— Start of Recorded information —

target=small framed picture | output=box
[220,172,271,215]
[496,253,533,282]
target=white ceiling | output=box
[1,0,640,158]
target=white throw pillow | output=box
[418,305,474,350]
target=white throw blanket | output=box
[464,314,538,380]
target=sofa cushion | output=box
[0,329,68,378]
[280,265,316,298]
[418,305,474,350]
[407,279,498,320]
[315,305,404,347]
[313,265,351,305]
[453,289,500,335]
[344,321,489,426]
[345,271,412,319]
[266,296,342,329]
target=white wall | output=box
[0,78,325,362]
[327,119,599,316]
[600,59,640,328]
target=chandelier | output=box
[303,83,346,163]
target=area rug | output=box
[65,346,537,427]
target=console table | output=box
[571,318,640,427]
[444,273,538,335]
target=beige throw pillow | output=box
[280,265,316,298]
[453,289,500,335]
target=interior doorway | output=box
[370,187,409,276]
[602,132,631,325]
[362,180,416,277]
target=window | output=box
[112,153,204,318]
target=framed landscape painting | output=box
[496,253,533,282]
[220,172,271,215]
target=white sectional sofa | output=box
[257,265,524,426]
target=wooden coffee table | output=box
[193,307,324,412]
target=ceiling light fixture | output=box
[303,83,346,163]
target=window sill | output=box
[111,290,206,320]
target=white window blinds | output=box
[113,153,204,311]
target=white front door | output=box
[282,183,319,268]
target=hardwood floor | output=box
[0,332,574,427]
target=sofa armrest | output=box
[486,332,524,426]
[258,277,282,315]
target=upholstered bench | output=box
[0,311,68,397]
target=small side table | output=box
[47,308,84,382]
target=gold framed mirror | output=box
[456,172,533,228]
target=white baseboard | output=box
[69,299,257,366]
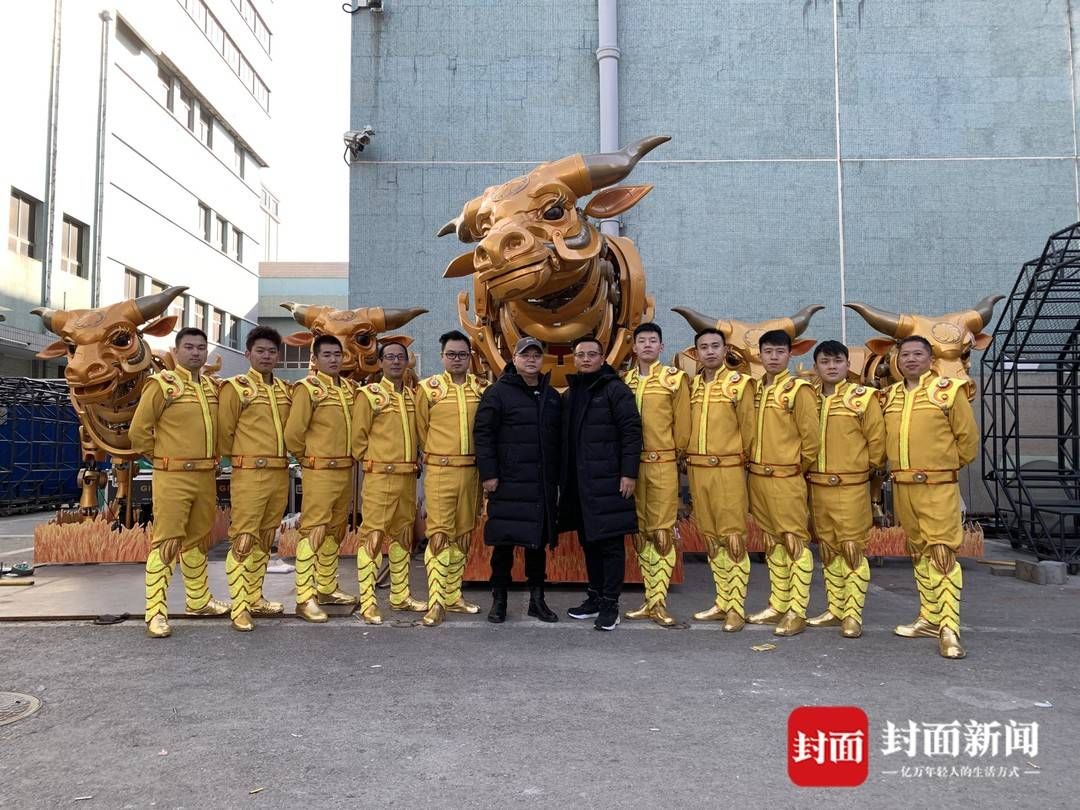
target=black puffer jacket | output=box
[473,364,563,549]
[558,363,642,540]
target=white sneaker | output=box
[267,557,296,573]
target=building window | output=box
[60,216,89,279]
[199,203,212,242]
[8,189,41,259]
[199,109,214,149]
[124,267,143,299]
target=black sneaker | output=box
[566,591,600,619]
[593,599,619,630]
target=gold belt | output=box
[361,461,420,475]
[746,461,802,478]
[686,453,746,467]
[890,470,958,484]
[232,456,288,470]
[421,453,476,467]
[807,470,870,487]
[153,456,217,472]
[300,456,352,470]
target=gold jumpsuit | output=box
[285,372,356,622]
[352,379,428,624]
[129,366,228,636]
[623,361,690,625]
[416,373,488,625]
[747,369,821,635]
[881,372,978,658]
[686,368,754,632]
[217,368,292,630]
[807,381,885,638]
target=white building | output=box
[0,0,278,376]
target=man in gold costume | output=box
[285,335,356,622]
[747,329,820,636]
[623,323,690,626]
[217,326,292,631]
[130,327,229,638]
[352,341,428,624]
[807,340,885,638]
[881,335,978,658]
[416,329,488,627]
[686,328,755,633]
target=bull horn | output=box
[135,287,187,323]
[672,307,716,333]
[382,307,428,329]
[279,301,311,326]
[582,135,671,191]
[843,301,903,337]
[972,295,1004,329]
[792,303,825,337]
[30,307,56,334]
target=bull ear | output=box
[585,185,652,219]
[143,315,176,337]
[443,251,476,279]
[282,332,315,346]
[866,338,896,357]
[36,340,67,360]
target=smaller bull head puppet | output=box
[845,295,1004,400]
[281,301,428,382]
[672,303,825,377]
[438,136,669,386]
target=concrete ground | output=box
[0,516,1080,808]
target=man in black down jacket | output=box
[558,337,642,630]
[473,337,563,623]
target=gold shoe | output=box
[232,610,255,633]
[892,615,941,638]
[649,604,676,627]
[807,610,841,627]
[693,604,727,622]
[296,599,330,624]
[937,627,968,659]
[420,602,446,627]
[446,597,480,613]
[315,591,360,605]
[252,596,285,616]
[746,605,783,624]
[360,602,382,624]
[184,596,232,616]
[772,610,807,636]
[390,596,428,613]
[724,610,746,633]
[146,616,173,638]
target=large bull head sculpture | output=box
[672,303,825,377]
[281,301,428,382]
[438,135,669,386]
[31,287,187,516]
[845,295,1004,400]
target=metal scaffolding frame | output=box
[981,222,1080,573]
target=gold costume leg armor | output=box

— End of Recorded information —

What the exercise asks
From the rows above, pull out every line that contains the word "framed" and list those lines unchanged.

Answer to this problem
target=small framed picture | output=box
target=framed landscape painting | output=box
target=gold framed mirror | output=box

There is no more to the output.